- _Task to carry out_:
Set each entry down verbatim, omitting images.

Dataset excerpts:
• • • • •

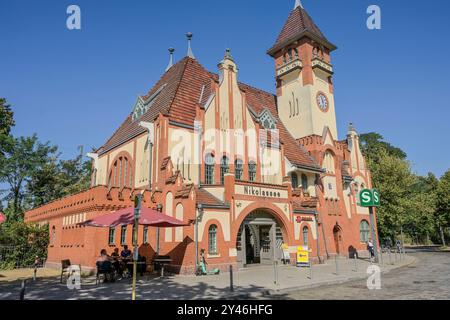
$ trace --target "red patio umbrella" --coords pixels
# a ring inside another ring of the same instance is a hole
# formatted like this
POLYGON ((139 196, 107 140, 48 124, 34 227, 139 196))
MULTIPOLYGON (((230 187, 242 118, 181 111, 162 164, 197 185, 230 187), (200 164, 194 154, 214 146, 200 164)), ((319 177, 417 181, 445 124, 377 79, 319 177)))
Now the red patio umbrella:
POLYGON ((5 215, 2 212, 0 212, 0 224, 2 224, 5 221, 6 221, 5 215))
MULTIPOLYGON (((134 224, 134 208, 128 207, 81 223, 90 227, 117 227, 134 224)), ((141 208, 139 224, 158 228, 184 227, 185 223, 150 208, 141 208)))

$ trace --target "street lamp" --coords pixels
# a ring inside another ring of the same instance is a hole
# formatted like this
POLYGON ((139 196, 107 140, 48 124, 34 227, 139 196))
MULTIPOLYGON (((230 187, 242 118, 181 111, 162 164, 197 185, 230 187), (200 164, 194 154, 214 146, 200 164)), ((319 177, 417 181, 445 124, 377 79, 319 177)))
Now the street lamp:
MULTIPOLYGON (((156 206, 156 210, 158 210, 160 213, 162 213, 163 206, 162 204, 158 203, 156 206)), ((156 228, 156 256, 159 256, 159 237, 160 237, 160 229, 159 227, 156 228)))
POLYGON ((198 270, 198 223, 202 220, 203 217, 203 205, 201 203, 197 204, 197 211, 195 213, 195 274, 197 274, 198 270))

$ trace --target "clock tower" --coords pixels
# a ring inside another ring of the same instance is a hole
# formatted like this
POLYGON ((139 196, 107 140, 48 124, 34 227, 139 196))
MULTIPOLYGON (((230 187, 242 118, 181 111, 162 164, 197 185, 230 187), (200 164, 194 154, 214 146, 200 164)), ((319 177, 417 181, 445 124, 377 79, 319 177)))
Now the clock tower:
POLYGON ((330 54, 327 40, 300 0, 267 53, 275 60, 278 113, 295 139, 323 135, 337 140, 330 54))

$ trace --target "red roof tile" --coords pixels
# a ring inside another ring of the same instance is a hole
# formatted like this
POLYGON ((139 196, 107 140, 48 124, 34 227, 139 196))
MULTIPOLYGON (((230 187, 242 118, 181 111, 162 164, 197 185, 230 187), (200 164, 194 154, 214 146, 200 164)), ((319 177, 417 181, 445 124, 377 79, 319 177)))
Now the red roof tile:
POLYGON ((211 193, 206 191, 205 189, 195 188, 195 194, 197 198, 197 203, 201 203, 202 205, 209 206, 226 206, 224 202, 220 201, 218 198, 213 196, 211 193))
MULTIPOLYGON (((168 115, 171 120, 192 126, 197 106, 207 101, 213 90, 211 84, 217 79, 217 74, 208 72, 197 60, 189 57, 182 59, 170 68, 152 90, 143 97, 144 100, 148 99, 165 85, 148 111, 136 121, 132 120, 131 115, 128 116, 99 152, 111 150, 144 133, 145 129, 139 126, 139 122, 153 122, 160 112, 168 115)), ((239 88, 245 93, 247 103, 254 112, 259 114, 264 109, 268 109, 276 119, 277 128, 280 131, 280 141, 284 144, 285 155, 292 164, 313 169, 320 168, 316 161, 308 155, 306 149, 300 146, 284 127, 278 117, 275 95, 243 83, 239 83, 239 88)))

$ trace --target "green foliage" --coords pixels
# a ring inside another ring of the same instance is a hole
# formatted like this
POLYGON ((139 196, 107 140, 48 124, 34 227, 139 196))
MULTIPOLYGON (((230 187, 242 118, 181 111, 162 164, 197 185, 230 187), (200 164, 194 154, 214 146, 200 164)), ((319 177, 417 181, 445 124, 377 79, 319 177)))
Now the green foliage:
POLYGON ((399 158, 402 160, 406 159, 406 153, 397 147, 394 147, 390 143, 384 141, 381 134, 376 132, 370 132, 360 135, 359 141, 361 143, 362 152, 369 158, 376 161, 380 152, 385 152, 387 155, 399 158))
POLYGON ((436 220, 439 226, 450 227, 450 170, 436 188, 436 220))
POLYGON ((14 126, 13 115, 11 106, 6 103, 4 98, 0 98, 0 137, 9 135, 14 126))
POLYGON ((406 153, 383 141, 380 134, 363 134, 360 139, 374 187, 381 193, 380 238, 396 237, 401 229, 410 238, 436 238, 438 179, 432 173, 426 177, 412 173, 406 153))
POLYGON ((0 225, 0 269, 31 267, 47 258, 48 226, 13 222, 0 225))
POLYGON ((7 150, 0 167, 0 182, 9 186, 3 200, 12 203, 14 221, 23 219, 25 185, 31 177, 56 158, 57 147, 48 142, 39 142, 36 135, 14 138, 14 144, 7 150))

• • • • •

- _Solution for this task_:
$ trace --target "red patio umbrella" --coords pixels
# a ring inside another ring of the same instance is a hole
# formatted like this
POLYGON ((139 196, 107 140, 48 124, 34 227, 139 196))
MULTIPOLYGON (((230 187, 242 118, 181 111, 162 164, 197 185, 230 187), (200 164, 194 154, 214 146, 200 164)), ((319 177, 417 181, 445 124, 377 79, 319 177)))
Now the red patio umbrella:
POLYGON ((5 215, 2 212, 0 212, 0 224, 2 224, 5 221, 6 221, 5 215))
MULTIPOLYGON (((134 224, 134 208, 128 207, 81 223, 90 227, 117 227, 134 224)), ((141 208, 139 224, 158 228, 184 227, 185 223, 150 208, 141 208)))

$ trace --target "street lamp" --coords pixels
# a ring inside another ring of the same instance is a hole
# formatted like this
POLYGON ((139 196, 107 140, 48 124, 34 227, 139 196))
MULTIPOLYGON (((230 187, 242 118, 181 111, 162 164, 197 185, 230 187), (200 164, 194 154, 214 146, 200 164)), ((319 177, 417 181, 445 124, 377 79, 319 177)))
Now the street lamp:
MULTIPOLYGON (((156 206, 156 210, 158 210, 160 213, 162 213, 163 206, 162 204, 158 203, 156 206)), ((156 228, 156 256, 159 256, 159 237, 160 237, 160 229, 159 227, 156 228)))
POLYGON ((198 270, 198 223, 202 220, 203 217, 203 205, 201 203, 197 204, 197 211, 195 213, 195 274, 197 274, 198 270))

$ trace --target "clock tower" --coords pixels
# a ring inside another ring of the same instance is a hole
# formatted like this
POLYGON ((139 196, 107 140, 48 124, 34 227, 139 196))
MULTIPOLYGON (((230 187, 242 118, 181 111, 162 164, 197 185, 230 187), (200 164, 194 154, 214 146, 200 164)), ((319 177, 417 181, 445 124, 377 79, 319 177)))
Now the clock tower:
POLYGON ((330 54, 327 40, 300 0, 267 53, 275 60, 278 113, 295 139, 323 135, 337 140, 330 54))

$ trace --target "red roof tile" --coords pixels
# a ring inside another ring of the same instance is a hole
# formatted like this
POLYGON ((139 196, 107 140, 48 124, 34 227, 139 196))
MULTIPOLYGON (((230 187, 242 118, 181 111, 162 164, 197 185, 230 187), (200 164, 194 154, 214 146, 200 164)), ((319 177, 417 181, 445 124, 377 79, 319 177)))
Now the red roof tile:
POLYGON ((211 193, 206 191, 205 189, 195 188, 195 194, 197 198, 197 203, 201 203, 202 205, 209 206, 226 206, 224 202, 220 201, 218 198, 213 196, 211 193))
MULTIPOLYGON (((168 115, 171 120, 192 126, 197 106, 207 101, 213 90, 211 84, 217 79, 217 74, 208 72, 197 60, 189 57, 182 59, 170 68, 152 90, 143 97, 144 100, 148 99, 165 85, 148 111, 136 121, 132 120, 131 115, 128 116, 99 152, 111 150, 144 133, 145 129, 139 126, 139 122, 153 122, 160 112, 168 115)), ((239 88, 245 93, 247 103, 254 112, 259 114, 264 109, 268 109, 276 119, 277 128, 280 131, 280 141, 284 144, 285 155, 292 164, 313 169, 320 168, 316 161, 308 155, 306 149, 300 146, 284 127, 278 117, 275 95, 243 83, 239 83, 239 88)))

$ trace --target "green foliage" --coords pixels
# a ring inside another ring of the same instance is a hole
# formatted like this
POLYGON ((139 196, 107 140, 48 124, 34 227, 139 196))
MULTIPOLYGON (((230 187, 242 118, 181 111, 162 164, 197 185, 230 187), (200 164, 194 154, 214 146, 200 164)), ((319 177, 417 181, 445 124, 377 79, 319 177)))
Now the green foliage:
POLYGON ((399 158, 402 160, 406 159, 406 153, 397 147, 394 147, 390 143, 384 141, 381 134, 376 132, 370 132, 360 135, 359 141, 361 143, 362 152, 369 158, 376 161, 380 152, 385 152, 387 155, 399 158))
POLYGON ((436 220, 439 226, 450 227, 450 170, 436 188, 436 220))
POLYGON ((14 126, 13 115, 11 106, 6 103, 4 98, 0 98, 0 137, 9 135, 14 126))
POLYGON ((406 153, 383 141, 380 134, 363 134, 360 139, 374 187, 381 193, 380 238, 396 237, 401 229, 410 238, 436 238, 438 179, 432 173, 426 177, 412 173, 406 153))
POLYGON ((0 225, 0 269, 31 267, 47 258, 48 226, 13 222, 0 225))
POLYGON ((7 150, 0 167, 0 182, 9 186, 3 200, 12 203, 14 221, 23 219, 25 185, 31 177, 56 158, 57 147, 48 142, 39 142, 36 135, 14 138, 14 144, 7 150))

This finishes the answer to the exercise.